# DIRECTIONS
Collect every line below that contains the string "sign" and copy each one in full. Case counts when matching.

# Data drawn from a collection
━━━━━━━━━━━━━━━━
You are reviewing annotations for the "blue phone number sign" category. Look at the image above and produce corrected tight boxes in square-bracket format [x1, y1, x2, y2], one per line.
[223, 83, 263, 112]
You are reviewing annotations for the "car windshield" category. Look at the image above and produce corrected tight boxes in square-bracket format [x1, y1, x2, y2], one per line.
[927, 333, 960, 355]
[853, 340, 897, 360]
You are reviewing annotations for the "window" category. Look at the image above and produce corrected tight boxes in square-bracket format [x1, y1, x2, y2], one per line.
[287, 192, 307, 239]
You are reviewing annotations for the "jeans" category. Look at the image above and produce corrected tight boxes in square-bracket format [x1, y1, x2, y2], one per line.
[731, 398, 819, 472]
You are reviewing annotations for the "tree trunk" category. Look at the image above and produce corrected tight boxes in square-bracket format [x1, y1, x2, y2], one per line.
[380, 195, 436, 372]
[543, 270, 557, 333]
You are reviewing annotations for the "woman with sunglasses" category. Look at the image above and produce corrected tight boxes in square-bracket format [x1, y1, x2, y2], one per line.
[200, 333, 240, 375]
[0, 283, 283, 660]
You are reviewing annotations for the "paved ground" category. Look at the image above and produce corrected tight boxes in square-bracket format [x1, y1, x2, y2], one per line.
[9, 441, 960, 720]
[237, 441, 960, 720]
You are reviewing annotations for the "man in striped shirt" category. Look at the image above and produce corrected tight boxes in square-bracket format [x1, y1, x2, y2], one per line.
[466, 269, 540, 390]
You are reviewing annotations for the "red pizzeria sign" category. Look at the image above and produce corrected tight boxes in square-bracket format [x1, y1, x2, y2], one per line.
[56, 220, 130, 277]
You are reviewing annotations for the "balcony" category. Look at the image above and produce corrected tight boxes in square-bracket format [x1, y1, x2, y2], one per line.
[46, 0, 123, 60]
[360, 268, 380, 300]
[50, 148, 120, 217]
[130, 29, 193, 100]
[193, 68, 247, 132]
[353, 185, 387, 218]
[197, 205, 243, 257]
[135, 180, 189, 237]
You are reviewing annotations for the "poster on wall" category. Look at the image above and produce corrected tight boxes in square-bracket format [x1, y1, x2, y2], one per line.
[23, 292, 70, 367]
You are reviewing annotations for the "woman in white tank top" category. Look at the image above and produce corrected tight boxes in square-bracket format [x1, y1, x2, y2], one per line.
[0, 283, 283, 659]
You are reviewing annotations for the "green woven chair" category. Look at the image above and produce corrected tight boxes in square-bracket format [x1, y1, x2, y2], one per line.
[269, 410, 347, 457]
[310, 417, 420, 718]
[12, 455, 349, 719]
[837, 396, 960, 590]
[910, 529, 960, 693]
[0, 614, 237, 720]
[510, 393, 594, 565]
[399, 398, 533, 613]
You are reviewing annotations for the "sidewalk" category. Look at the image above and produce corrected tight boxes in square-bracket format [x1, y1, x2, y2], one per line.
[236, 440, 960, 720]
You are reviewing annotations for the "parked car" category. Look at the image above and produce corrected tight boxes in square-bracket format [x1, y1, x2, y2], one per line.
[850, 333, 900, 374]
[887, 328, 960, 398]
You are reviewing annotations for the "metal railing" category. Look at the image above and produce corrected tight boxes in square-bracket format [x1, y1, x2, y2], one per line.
━━━━━━━━━━━━━━━━
# TASK OUTPUT
You are reviewing annotations for the "blue phone number sign" category. Look at the image above and produce corrected tight boxes in square-bracket format [x1, y1, x2, y2], one per line.
You are reviewing annotations for the "red pizzeria sign" category. Look at the image above and produce corrected tight boxes in square-bracket format [x1, y1, x2, y2], one per line.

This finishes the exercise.